Selection ▸

<<<<

Later the Nazis bragged that they were descendants of untainted Germanic tribes of old, and promised that poorly-disciplined American "cowboys" wouldn't stand a chance against their Panzers. The Japanese militarists claimed that their ultra-nationalist Bushido code would give them an edge over the "decadent" GIs.
During the Cold War, hardcore socialists pontificated that the (soon-to-collapse) Soviet Union was ascendant, inasmuch as it had realized Karl Marx's triumphant New Man who was reborn from the ashes of capitalism.
In President Jimmy Carter's days of "national malaise," the state-subsidized industries of Japan, Inc. were supposedly making us all wage slaves to Sony and Toyota until the Asian financial meltdown.
Now a new generation of pessimists is warning that it is the turn of the European Union, flush with trade surpluses, a small defense budget and a strong Euro. Larger in size than us, with a greater population, a better educated youth and a supposedly more humane social net, will Europe gradually nudge the United States from its world preeminence? Or does the new Asian axis of 2 billion in China and India instead foretell American decline?

>>>>

Entries shown ▸
<<<<

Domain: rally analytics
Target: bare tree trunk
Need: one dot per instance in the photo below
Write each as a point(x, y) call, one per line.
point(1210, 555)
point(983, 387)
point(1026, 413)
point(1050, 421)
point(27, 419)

>>>>

Actions to take ▸
(a) Can you sum up the excerpt on forecasts of American decline in two sentences?
(b) Could you extend the excerpt on forecasts of American decline past its last sentence?
The records were taken from a separate source.

Responses to the tasks ▸
(a) The excerpt recalls a series of claims that a rival would outdo the United States: boasts by the Nazis and Japanese militarists, Cold War socialists' praise of the Soviet Union, and Carter-era fears of Japan, Inc. It adds that a new generation of pessimists now asks whether the European Union, or China and India, will end American preeminence.

(b)
Some long-term indicators here at home are indeed worrisome. The deficit is again spiraling. Our trade debt is enormous. The dollar is weak. Materialistic Americans are buying more consumer goods than their global scorecard might otherwise warrant all predicated on borrowed money from Asia that could be recalled with little warning. Few of the huge container ships from China, Japan and South Korea that dock in California return to Asia stuffed with American exports.
However, such pessimism is premature. Other indicators generally point in our favor. Interest rates are steady. Rates of real economic growth are strong. Unemployment and inflation are both low.
Our rivals face their own social crises on the horizon. The Europeans await a demographic crisis, as their aging populations shrink and they become more reliant on unassimilated immigrant Islamic minorities. Even without a military, they cannot sustain the social entitlements promised to millions over 55. Many members are fearful of an anti-democratic superstructure that regulates everything down to the proper size of a banana.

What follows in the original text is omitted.